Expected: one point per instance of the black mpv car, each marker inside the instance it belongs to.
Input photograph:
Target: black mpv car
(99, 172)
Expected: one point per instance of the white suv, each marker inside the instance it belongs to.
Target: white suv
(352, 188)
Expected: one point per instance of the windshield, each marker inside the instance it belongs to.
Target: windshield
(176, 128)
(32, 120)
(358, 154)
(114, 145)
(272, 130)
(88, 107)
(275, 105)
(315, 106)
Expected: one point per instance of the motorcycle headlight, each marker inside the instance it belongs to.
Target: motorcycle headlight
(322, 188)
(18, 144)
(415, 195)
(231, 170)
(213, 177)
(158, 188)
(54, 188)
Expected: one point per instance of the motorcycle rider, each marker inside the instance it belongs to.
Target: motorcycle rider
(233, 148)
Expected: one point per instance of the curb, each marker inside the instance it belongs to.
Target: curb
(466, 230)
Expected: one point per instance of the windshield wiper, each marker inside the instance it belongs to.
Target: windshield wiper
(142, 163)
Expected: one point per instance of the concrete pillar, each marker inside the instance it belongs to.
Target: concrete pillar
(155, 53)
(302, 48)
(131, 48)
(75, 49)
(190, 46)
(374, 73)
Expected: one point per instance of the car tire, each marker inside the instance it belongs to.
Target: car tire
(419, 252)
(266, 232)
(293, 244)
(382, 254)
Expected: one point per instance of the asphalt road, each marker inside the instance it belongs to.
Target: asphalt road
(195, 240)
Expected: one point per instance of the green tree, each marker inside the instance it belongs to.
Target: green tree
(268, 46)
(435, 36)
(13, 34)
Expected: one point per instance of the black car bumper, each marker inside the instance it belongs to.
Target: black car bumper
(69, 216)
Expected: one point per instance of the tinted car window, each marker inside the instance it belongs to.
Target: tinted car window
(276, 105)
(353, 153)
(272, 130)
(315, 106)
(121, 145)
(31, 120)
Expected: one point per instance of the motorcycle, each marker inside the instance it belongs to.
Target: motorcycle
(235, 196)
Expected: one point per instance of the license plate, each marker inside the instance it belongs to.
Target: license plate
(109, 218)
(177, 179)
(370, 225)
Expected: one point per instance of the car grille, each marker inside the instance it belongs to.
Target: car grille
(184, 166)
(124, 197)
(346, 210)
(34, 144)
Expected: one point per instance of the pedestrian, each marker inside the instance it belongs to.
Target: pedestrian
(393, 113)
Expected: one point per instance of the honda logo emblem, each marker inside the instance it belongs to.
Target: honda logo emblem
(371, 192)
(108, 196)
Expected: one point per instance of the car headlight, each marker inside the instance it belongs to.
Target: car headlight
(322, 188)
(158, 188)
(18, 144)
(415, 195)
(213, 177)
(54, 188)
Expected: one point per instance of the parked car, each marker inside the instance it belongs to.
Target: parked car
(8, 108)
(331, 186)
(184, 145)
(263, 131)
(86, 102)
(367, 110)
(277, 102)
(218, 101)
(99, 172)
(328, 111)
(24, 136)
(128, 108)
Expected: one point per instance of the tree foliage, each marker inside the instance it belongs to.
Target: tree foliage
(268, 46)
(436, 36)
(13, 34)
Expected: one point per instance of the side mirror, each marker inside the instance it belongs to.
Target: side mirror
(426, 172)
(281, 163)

* _What the task requires_:
Each entry, from start to finish, must be restated exactly.

* _Solution to the exercise_:
Expected: one point per instance of the black mpv car, each marker inside the instance it belongs to.
Input photograph:
Target: black mpv car
(99, 172)
Expected: one point per instance of the white suv, each marker inside the instance it belongs to.
Target: white suv
(352, 188)
Expected: one point per instance of the windshield, each marker inside the instance it belongs to.
Target: windshield
(176, 128)
(32, 120)
(358, 154)
(114, 145)
(272, 130)
(88, 107)
(275, 105)
(315, 106)
Expected: one point per instance of the motorcycle headlight, each marker inside the instance it belongs to.
Target: motorcycle headlight
(322, 188)
(18, 144)
(415, 195)
(231, 170)
(213, 177)
(158, 188)
(54, 188)
Expected: one point per instance of the motorcycle rider, each marker inside the instance it belongs to.
Target: motorcycle rider
(233, 148)
Expected: one point per instance of the curb, each marker inside the instance it belongs to.
Target: curb
(466, 230)
Expected: one point per instance of the windshield wiper, each marker inside the instance it belongs to.
Target: windshield wiper
(142, 163)
Expected: one point per instance of the concrete pillar, each marker inside the instance it belongs to.
Target: concrete pillar
(155, 53)
(302, 48)
(131, 48)
(75, 49)
(190, 46)
(374, 73)
Expected: one point per instance of the car tire, each marker inside the instance it belongs to.
Target: car tire
(419, 252)
(266, 232)
(293, 244)
(382, 254)
Expected: one point per instance of the asphalt road, each marker inside the instance it belongs to.
Target: asphalt road
(195, 240)
Expected: one point per instance of the green tree, each marker inside the instance it belongs to.
Target: green tree
(268, 46)
(435, 36)
(13, 34)
Expected: one point per instance of the black car bumper, each marker inside the instance it belongs to.
Target: black car bumper
(69, 216)
Expected: one point per instance of the tinted car window, each marker inside the instance it belongs to.
Target: tinted car window
(276, 105)
(353, 153)
(272, 130)
(315, 106)
(121, 145)
(31, 120)
Expected: one point per instance of the motorcycle, each marker inside the instance it belongs to.
Target: motorcycle
(235, 196)
Expected: one point per instance of the license plate, each marker inside the instance it belongs to.
Target: license plate
(109, 218)
(177, 179)
(370, 225)
Expected: one point per instance of the car grille, each marker inside the instance it belongs to.
Target: car grille
(184, 166)
(124, 197)
(346, 210)
(34, 144)
Expected: one point per instance of the pedestrian, each marker inside the instance it belongs to.
Target: pedestrian
(393, 113)
Expected: one point per instance of the honda logo emblem, each marker inside the instance it belongs to.
Target: honda logo emblem
(371, 192)
(108, 196)
Expected: one point per instance of the car headlight, each marker inside the instance it belongs to.
Target: car headlight
(322, 188)
(158, 188)
(18, 144)
(415, 195)
(213, 177)
(54, 188)
Expected: one point per instance of the parked car, each marker inside the instance it belongs to.
Target: parked car
(8, 108)
(331, 186)
(184, 145)
(263, 131)
(86, 102)
(367, 110)
(277, 102)
(218, 101)
(99, 172)
(328, 111)
(24, 136)
(128, 108)
Expected: one point per instance of the tree foliage, each marker inside the instance it belongs to.
Target: tree foliage
(268, 46)
(436, 36)
(13, 34)
Expected: one point per instance of the side mirror, each marker inside the instance it belongs to.
Target: side mirror
(426, 172)
(281, 163)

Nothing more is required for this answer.